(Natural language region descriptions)
----
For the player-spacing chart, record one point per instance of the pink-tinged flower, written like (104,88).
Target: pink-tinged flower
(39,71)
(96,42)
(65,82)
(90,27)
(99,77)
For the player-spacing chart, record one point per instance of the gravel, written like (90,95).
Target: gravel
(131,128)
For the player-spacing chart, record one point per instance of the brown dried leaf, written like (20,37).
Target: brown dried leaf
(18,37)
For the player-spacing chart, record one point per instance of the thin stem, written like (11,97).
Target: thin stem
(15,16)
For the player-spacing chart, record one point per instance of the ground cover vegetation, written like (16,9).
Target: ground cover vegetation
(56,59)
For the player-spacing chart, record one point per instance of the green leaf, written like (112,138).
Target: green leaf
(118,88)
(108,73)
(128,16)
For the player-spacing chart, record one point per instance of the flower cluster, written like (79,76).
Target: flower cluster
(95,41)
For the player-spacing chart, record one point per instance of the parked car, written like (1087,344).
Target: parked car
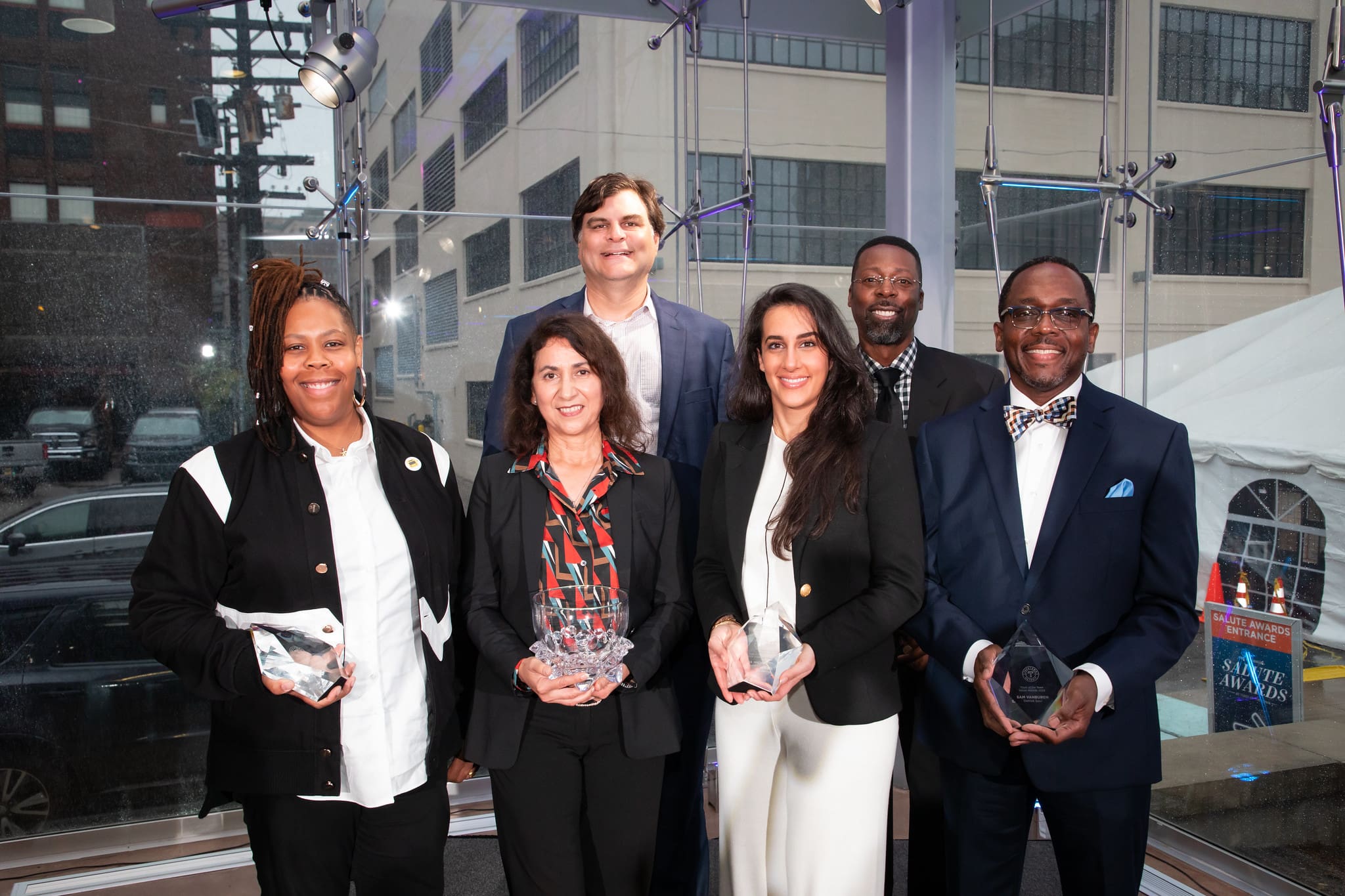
----
Repeat exactly and only the lines from the one holding "Target: brown dried leaf" through the final line of the entries; no pictures.

Target: brown dried leaf
(18,37)
For the player-spacing chart, record one point per instance of the thin stem, written like (11,97).
Target: thin stem
(15,16)
For the player-spacing chart, record one point per instance of the ground cover vegetation, written like (16,9).
Target: ground cover vegetation
(56,59)
For the player-spacing chart, record one point per instance of the green leaf, written like (112,138).
Target: green leaf
(118,88)
(108,73)
(128,16)
For the player-spacing chart, record one point per instance of the flower cluster, written like (79,76).
Target: flower cluster
(95,41)
For the player-spacing chart, record one point per instance of the parked car, written like (1087,344).
Target: parked car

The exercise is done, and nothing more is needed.